Projecting North America.

You see now that the focal area of the map is now North America (it is at the centre of the figure), with other areas distorted to the point of not being recognisable in many cases (i.e., Russia or China).

Now, to accurately represent the region of interest, you can subset wrld.AEA to only the North American Countries (Canada, United States, and Mexico).

Your task:

Generate a project map for North America by sub setting wrld.AEA to only have the information for Canada, United States, and Mexico.

after this, plot your re-projected North American Map.

# Define a TRUE/FALSE vector that assesses if each name in wrld_simpl NAME variables is either "Canada", "United States"or "Mexico"
is.NoAmCount <- wrld.AEA@data[, "NAME"] %in% c("Canada", "United States", "Mexico")

# Sub setting wrld.AEA using the is.NoAmCount vector.
NoAmPoly.AEA <- wrld.AEA[is.NoAmCount, ]

# Plot the re-projected map.
plot(NoAmPoly.AEA)

Alternatively, you can re-project the SpatialPolygonsDataFrame with only North American Countries (NoAmPoly). An example of how this can be done is below.

# Approach two: Re-project NoAmPoly
# Using the spTransform function to change the projection.
NoAmPoly.AEA <- spTransform(x = NoAmPoly , # The object to "re-project".
                            CRSobj = CRS(CRS.String) # the new projection as a CRS object.
                            )
# Plot the re-projected map.
plot(NoAmPoly.AEA)

Projecting Bigfoot data - create a spatial object.

The base map is now perfect to represent the area of interest so that distances and areas are accurately represented. But what about the observations? These are still in Latitude and Longitude (only georeferenced). Also, it is still a data.frame and not a Spatial* object.

Your task:

Using the function coordiates() create a SpatialPointDataFrame based on the information in Bigfoot.dta.

Here you will use two variables (Lon and Lat) in Bigfoot.dta to define the spatial information.

Once you are done creating this SpatialPointDataFrame, print its’ summary.

# Copy the data.frame to another object so the original information is available after the object transformation
Bigfoot.SpaPnt <- Bigfoot.dta

# Use the coordinates function to transform Bigfoot.SpaPnt from a data.frame to a SpatialPointDataFrame 
coordinates(Bigfoot.SpaPnt) <- ~ Lon + Lat # note that the transformation to a SpatialPointDataFrame is done by defining a formula were the coordinates are the predictors.

## EXERCISE TASK A
Decide whether each statement agrees with the mapping tutorial, answering yes or no and quoting the words that decide it: (i) the subset keeps only Canada, the United States, and Mexico; (ii) the Bigfoot observations are already a Spatial* object; (iii) the second approach changes the projection with the spTransform function.
The entries come from a source unrelated to the mapping tutorial.

## DATA SHOWN
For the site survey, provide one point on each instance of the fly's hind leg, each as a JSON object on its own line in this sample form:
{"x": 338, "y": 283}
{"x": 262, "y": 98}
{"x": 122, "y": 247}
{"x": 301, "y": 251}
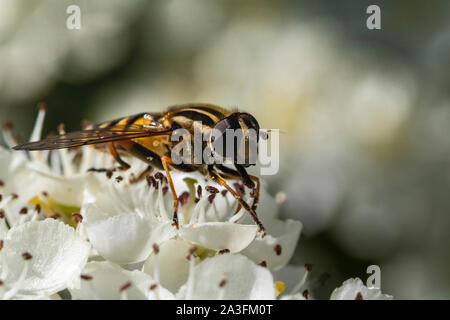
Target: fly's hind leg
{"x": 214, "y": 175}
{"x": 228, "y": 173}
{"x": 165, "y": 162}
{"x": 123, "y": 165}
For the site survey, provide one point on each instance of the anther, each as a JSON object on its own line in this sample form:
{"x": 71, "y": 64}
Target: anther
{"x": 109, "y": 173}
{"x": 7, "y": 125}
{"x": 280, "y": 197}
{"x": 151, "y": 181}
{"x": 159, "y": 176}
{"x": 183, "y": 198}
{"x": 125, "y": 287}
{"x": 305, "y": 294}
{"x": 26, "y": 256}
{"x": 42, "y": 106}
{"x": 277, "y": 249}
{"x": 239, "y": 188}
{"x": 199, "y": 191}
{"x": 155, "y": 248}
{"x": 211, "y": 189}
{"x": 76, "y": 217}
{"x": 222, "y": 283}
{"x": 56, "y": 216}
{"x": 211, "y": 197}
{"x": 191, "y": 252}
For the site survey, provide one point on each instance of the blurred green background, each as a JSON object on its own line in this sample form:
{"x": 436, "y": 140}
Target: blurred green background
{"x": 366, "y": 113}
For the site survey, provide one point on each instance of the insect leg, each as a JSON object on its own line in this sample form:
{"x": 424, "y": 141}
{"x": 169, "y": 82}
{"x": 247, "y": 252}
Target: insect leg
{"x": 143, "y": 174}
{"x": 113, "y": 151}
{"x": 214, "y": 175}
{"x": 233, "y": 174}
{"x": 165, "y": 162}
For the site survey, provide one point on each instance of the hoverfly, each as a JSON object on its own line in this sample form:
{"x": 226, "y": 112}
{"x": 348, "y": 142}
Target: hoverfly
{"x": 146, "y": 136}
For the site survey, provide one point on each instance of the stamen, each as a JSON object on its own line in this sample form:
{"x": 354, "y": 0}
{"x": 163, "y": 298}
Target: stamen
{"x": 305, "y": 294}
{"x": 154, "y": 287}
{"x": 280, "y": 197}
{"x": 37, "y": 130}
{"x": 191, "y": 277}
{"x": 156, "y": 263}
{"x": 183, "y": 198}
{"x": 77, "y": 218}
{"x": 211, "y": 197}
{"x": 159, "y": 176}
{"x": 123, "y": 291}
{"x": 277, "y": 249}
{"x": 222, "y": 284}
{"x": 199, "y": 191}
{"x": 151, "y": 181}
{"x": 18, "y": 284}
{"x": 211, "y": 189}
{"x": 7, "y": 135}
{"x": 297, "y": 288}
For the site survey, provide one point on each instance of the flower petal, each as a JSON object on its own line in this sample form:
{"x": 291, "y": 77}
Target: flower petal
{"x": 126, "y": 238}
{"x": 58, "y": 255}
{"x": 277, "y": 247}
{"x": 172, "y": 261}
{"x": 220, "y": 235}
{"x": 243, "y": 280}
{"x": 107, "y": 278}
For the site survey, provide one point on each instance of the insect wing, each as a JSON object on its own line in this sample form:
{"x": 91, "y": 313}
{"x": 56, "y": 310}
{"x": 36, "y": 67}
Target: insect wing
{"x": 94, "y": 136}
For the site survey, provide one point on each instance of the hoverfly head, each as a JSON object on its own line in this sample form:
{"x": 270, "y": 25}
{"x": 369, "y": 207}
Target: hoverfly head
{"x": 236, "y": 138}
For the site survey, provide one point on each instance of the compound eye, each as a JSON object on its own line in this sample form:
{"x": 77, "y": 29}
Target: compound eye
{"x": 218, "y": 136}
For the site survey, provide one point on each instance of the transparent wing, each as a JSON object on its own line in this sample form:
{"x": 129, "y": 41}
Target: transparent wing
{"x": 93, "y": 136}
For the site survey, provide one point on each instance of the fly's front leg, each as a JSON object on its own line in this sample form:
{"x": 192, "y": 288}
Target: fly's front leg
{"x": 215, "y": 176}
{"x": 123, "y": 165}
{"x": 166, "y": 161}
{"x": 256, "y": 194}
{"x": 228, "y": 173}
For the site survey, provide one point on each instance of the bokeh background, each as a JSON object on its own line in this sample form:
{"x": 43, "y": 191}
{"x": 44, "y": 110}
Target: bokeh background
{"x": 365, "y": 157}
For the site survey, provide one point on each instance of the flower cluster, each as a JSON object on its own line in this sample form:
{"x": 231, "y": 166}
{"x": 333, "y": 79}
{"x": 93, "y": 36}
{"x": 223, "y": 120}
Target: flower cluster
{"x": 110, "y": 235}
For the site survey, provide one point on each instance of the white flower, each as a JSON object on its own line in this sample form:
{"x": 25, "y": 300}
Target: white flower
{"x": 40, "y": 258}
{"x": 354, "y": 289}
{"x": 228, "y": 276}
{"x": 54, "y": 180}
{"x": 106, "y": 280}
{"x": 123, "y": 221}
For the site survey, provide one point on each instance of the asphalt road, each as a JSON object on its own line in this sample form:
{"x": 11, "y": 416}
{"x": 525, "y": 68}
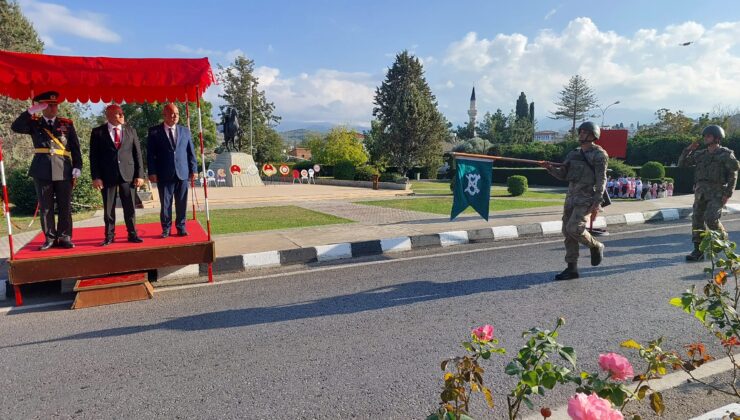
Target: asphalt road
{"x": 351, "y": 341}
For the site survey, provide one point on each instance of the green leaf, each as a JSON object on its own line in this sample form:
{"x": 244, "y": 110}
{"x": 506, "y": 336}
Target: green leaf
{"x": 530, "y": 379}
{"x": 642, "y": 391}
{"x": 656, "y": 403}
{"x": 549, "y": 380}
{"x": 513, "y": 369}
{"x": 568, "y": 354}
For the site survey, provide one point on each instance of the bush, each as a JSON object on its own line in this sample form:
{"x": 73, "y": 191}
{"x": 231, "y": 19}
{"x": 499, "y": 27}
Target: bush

## EXERCISE TASK B
Return the stretch of the entries from the line containing "of the asphalt" through the last line of the entries, both included, and leave the pictures out.

## RESPONSE A
(i) Yes: "subset wrld.AEA to only the North American Countries (Canada, United States, and Mexico)"
(ii) No: "it is still a data.frame and not a Spatial* object"
(iii) Yes: "Using the spTransform function to change the projection."

## RESPONSE B
For the site survey, provide one point on each instance of the asphalt road, each as a JSON object on its own line in this sample form:
{"x": 11, "y": 416}
{"x": 525, "y": 68}
Target: asphalt road
{"x": 351, "y": 341}
For the site survey, provide one point on each instance of the green leaf, each as a JSON object on its own line in this sample form:
{"x": 244, "y": 110}
{"x": 506, "y": 336}
Target: green leaf
{"x": 530, "y": 379}
{"x": 642, "y": 391}
{"x": 656, "y": 403}
{"x": 549, "y": 380}
{"x": 513, "y": 369}
{"x": 568, "y": 354}
For the site survey, provide one point on each instance of the bush, each as a JSON object on its own line in this sample form:
{"x": 73, "y": 191}
{"x": 231, "y": 19}
{"x": 499, "y": 27}
Target: bush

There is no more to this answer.